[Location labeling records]
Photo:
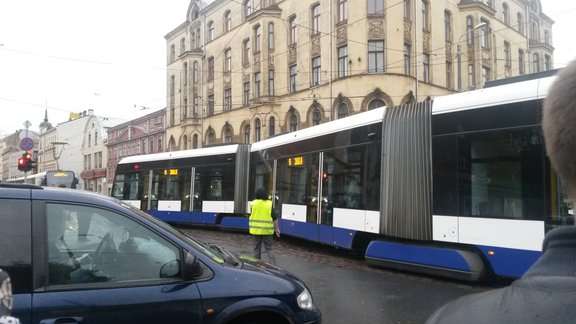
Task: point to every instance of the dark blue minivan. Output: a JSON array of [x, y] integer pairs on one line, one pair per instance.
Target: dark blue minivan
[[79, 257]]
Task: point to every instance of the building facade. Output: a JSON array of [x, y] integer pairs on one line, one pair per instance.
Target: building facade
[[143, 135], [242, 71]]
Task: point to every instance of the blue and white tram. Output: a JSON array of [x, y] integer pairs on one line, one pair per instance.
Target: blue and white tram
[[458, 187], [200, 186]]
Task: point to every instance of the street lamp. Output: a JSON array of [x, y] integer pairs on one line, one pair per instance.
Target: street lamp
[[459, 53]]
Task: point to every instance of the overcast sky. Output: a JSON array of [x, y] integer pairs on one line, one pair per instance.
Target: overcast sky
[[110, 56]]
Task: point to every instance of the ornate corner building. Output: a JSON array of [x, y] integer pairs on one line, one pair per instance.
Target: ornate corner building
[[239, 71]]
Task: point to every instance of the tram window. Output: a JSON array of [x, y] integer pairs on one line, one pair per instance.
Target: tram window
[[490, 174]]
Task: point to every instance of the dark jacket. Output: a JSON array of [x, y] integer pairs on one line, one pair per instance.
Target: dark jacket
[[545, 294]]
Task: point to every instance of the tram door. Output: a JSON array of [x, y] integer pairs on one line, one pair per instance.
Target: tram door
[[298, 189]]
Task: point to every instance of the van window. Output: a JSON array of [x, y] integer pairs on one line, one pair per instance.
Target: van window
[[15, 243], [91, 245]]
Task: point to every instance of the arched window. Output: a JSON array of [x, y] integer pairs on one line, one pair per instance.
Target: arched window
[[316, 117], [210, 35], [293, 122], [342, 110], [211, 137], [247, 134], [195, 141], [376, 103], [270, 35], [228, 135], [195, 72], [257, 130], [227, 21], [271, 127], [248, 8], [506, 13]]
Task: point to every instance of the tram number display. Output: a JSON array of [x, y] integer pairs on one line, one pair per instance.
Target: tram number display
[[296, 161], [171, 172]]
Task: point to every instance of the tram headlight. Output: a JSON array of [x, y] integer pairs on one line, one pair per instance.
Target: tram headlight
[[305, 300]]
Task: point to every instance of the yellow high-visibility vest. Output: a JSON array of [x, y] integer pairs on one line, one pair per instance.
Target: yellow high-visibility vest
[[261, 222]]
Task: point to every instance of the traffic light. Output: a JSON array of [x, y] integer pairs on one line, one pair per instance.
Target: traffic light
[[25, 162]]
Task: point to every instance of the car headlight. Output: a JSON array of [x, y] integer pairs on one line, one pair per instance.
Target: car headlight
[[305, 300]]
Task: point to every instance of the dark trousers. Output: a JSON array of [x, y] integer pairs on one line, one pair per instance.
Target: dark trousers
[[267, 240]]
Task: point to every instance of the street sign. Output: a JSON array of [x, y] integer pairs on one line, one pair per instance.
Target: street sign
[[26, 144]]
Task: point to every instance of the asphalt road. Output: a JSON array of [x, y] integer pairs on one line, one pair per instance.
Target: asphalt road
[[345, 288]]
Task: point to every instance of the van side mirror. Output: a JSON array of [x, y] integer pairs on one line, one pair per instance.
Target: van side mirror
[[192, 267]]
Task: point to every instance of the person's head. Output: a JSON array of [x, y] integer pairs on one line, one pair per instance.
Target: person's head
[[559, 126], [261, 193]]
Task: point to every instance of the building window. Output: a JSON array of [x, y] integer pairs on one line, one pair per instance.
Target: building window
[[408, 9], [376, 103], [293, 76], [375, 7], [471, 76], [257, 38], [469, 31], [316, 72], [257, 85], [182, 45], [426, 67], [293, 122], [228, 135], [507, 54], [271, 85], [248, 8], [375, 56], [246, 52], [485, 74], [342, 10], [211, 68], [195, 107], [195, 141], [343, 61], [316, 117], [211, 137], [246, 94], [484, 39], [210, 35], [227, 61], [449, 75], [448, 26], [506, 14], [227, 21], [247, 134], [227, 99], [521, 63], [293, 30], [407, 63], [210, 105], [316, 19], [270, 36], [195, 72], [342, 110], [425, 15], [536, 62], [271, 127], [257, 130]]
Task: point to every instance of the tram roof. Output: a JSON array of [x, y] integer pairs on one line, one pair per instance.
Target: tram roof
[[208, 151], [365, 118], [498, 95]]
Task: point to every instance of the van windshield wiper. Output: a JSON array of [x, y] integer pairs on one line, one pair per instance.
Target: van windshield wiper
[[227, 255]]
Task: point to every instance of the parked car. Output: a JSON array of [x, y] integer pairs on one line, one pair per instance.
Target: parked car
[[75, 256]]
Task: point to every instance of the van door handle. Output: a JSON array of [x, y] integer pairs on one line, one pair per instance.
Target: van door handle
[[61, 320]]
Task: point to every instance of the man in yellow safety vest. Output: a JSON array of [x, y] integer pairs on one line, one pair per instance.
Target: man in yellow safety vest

#### [What is required]
Return all of the material above line for line without any changes, leaving out the pictures.

#### [Solution to the problem]
Photo:
Task: point to every instance of the dark blue minivan. Output: a JSON array of [x, y] integer pairs on one line, one pair per instance.
Target: dark blue minivan
[[79, 257]]
Task: point to every instance of the building facade. Output: a JSON array of [x, y] integer pairs on one line, one pair per instance.
Target: building facade
[[143, 135], [242, 71]]
Task: point to every instance of the blue and white tram. Output: a JSON array of [x, y] integer pairs on one line, one pair per instance.
Target: blue and white tram
[[458, 187], [200, 186]]
Task: point to every instance of the street lamp. Output: a JSON array of [x, y] integer pairs on one line, one pair per instance.
Target: street lamp
[[459, 53]]
Task: point to every instance of the overcast sky. Output: a JSON array of [x, y] integer pairs on one line, one pair per instance.
Target: overcast sky
[[110, 56]]
Task: point to every instance of the ornate corner building. Output: a JSON array of [x, y] integer pairs on one line, one pair per instance.
Target: ornate corner building
[[239, 71]]
Task: point to every instance of the tram window. Output: a JSON array of [x, y] integer pairs on one line, one pair per instance.
Target: tram window
[[490, 174]]
Task: point to every instance of the dark jacket. Output: a JSON array of [x, y] integer pairs on one line, one pair per instance.
Target: dark jacket
[[545, 294]]
Task: point to every instance of the tram door. Output: a JSON array of [x, y] integer pairs on one line, one pair per instance.
Target: tram door
[[298, 189]]
Task: point to every instance of the van window. Output: a JSON array of [x, y] integer pairs on one line, one pair per instance.
Target: van window
[[15, 243], [91, 245]]
Task: point to every instance of the arched window. Output: a JSON array of [x, y] integer pairs on one line, one pair per instance.
Target: arched window
[[316, 117], [210, 35], [293, 122], [342, 110], [211, 137], [247, 134], [195, 141], [376, 103], [270, 35], [228, 135], [195, 72], [257, 130], [227, 21], [271, 127], [248, 8], [506, 13]]
Task: point to every instance of the tram number display. Output: a JSON array of [x, y] integer pairs on one line, one pair per instance.
Target: tram number display
[[296, 161], [171, 172]]
Task: point to every instance of the tram headlight. Output: a JSON array of [x, y] integer pairs on one line, one pair per instance.
Target: tram headlight
[[305, 300]]
Task: point to every instance of the yellow high-visibility vest. Output: a JSON array of [x, y] integer pairs on one line, one pair per instance.
Target: yellow high-visibility vest
[[261, 222]]
Task: point to every instance of the traffic light. Output: a JSON array of [x, y] integer pairs on one line, one pair per instance.
Target: traffic light
[[25, 162]]
Task: point to every instance of the car headlight. Output: a JSON array of [x, y] integer pairs on one line, one pair per instance.
Target: car headlight
[[305, 300]]
Task: point to every instance of the dark trousers. Output: a JSON array of [x, y] integer pairs on one line, one pair per instance.
Target: dark trousers
[[267, 240]]
Task: point to every instance of the street sign. Output: a JSON array of [x, y] integer pairs on one line, one pair per instance.
Target: street sign
[[26, 144]]
Task: point to every instance of the asphalt road. Output: a JSON array of [x, y] integer pairs on one line, one pair per instance.
Target: asphalt road
[[345, 288]]
Task: point to every instance of the van side mirror. Output: a JSON array of [x, y] integer pairs on one line, one pair per instance.
Target: van side mirror
[[192, 267]]
Task: point to every instance of the person's head. Output: a JSON array of [x, y] integer pairs on one line, one pair per instance.
Target: person's head
[[559, 126], [261, 193]]
Task: point to every instance of the building window. Output: a JSON array of [x, y] integer pairs on one line, one pair per instance.
Target: building window
[[408, 9], [376, 103], [293, 76], [375, 7], [471, 76], [257, 38], [469, 31], [316, 72], [257, 85], [182, 45], [426, 67], [293, 122], [228, 135], [507, 54], [271, 85], [248, 8], [375, 56], [246, 52], [485, 74], [342, 10], [211, 68], [195, 107], [195, 141], [343, 61], [316, 117], [211, 137], [246, 94], [484, 39], [210, 35], [227, 61], [449, 75], [448, 26], [506, 14], [227, 21], [247, 134], [227, 99], [521, 63], [293, 30], [407, 63], [210, 105], [316, 19], [270, 36], [195, 72], [342, 110], [425, 15], [536, 62], [271, 127], [257, 130]]
Task: point to every instance of the tram roof. Output: a JSON array of [x, y] integer pairs on one line, one pair per instance.
Target: tram roof
[[208, 151], [365, 118], [498, 95]]
Task: point to every instance of the van windshield wiper. Output: a JSON array of [x, y] integer pairs on one line, one pair per instance.
Target: van windshield wiper
[[227, 255]]
Task: point to every instance of the parked car. Output: a JSON array of [x, y] integer pairs on one line, one pair per instance.
Target: parked car
[[75, 256]]
Task: point to every instance of the van door handle. Output: a JSON array of [x, y] integer pairs on one line, one pair per instance.
Target: van door handle
[[61, 320]]
Task: point to every instance of the man in yellow safety vest. Output: a JSON array of [x, y] integer pairs on one line, one pair per instance.
Target: man in yellow safety vest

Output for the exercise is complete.